### VORLIEGENDE EINTRÄGE
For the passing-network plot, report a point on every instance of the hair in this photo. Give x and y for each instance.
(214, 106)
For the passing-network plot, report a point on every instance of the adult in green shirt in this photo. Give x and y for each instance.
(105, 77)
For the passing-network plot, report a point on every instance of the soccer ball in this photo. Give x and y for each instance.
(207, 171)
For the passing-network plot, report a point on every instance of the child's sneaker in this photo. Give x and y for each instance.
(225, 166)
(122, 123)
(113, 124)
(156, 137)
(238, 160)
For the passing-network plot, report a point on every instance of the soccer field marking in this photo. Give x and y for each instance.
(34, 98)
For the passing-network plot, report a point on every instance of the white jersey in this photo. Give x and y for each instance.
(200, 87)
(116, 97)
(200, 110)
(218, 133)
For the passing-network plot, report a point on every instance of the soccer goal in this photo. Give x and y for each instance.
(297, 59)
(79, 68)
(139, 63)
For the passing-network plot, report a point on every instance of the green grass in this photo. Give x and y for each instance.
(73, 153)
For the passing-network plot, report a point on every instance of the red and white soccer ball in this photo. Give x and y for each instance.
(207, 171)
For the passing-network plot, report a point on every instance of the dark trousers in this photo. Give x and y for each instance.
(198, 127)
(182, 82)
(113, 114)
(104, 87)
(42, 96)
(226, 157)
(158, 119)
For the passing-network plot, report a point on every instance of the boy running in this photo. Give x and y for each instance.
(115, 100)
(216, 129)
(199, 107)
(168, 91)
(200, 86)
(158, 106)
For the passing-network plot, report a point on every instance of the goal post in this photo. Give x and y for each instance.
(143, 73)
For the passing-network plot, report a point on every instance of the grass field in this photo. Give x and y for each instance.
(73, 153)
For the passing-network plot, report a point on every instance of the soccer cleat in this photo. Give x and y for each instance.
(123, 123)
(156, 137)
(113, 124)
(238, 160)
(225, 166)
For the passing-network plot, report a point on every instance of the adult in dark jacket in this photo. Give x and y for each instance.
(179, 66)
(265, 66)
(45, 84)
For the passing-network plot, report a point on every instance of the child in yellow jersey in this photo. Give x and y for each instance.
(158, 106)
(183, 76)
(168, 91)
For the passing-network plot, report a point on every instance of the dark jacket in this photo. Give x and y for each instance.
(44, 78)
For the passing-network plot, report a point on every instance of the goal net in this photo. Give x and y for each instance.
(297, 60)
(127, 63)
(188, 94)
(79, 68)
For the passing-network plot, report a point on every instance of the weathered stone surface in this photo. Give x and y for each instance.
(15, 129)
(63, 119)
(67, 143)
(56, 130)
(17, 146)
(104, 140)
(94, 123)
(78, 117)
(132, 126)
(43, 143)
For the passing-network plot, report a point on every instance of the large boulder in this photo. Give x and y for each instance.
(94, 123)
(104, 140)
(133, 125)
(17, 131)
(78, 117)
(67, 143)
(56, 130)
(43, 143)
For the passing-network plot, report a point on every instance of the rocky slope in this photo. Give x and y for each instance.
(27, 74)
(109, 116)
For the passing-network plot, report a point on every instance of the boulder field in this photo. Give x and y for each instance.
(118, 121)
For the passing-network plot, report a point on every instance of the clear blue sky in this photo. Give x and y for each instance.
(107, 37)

### AUFGABENSTELLUNG
Stelle alles von der Zeile mit „of the clear“ bis zum Ende der Einträge oben, beide Enden eingeschlossen, als JSON-Liste von Zeichenketten dar. Nimm eine Zeichenkette pro Zeile und lass Leerzeilen weg.

### ERLEDIGTE AUFGABE
[
  "For the passing-network plot, report a point on every instance of the clear blue sky in this photo. Give x and y for each instance.",
  "(107, 37)"
]